Deploy automated malware scanning for files uploaded to Cloud Storage

Last reviewed 2023-06-20 UTC

This document describes how you deploy the architecture in Automate malware scanning for files uploaded to Cloud Storage.

This deployment guide assumes that you're familiar with the basic functionality of the following technologies:

Architecture

The following diagram shows the deployment architecture that you create in this document:

Architecture of malware-scanning pipeline.

The diagram shows the following two pipelines that are managed by this architecture:

  • File scanning pipeline, which checks if an uploaded file contains malware.
  • ClamAV malware database mirror update pipeline, which maintains an up-to-date mirror of the database of malware that ClamAV uses.

For more information about the architecture, see Automate malware scanning for files uploaded to Cloud Storage.

Objectives

  • Build a mirror of the ClamAV malware definitions database in a Cloud Storage bucket.

  • Build a Cloud Run service with the following functions:

    • Scanning files in a Cloud Storage bucket for malware using ClamAV and move scanned files to clean or quarantined buckets based on the outcome of the scan.

**AIM A:** According to the deployment guide for malware scanning, what does the ClamAV malware database mirror update pipeline maintain?

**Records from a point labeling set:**
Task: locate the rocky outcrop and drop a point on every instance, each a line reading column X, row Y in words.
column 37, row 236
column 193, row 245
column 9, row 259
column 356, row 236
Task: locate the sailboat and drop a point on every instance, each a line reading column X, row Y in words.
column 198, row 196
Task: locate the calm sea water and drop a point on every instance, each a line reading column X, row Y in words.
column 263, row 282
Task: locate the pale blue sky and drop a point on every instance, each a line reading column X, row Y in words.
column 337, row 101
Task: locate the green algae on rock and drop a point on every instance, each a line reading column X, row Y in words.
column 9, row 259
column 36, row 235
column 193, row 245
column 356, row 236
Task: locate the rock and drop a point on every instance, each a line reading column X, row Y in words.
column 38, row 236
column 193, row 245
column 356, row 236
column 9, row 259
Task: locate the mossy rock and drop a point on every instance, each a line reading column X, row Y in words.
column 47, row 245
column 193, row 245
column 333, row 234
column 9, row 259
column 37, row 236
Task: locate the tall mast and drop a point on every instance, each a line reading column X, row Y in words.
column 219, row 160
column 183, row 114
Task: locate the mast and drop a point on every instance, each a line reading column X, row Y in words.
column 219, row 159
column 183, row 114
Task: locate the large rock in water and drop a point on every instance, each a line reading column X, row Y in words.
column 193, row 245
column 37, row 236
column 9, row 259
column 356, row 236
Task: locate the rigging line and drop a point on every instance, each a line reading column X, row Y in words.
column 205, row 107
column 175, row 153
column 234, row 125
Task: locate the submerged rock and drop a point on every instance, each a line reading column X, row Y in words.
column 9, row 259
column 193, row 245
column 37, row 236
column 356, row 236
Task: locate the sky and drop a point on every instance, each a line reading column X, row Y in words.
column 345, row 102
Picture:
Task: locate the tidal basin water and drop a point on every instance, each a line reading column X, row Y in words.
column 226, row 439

**AIM B:** Update the rows starting at the line containing "Task: locate the rigging" and ending at the line containing "column 234, row 125", changing "rigging line" to "rigging rope" and leaving everything else as it is. Return only those lines.

**TASK OUTPUT A:** It maintains an up-to-date mirror of the database of malware that ClamAV uses.

**TASK OUTPUT B:**
Task: locate the rigging rope and drop a point on every instance, each a line reading column X, row Y in words.
column 205, row 107
column 175, row 153
column 234, row 125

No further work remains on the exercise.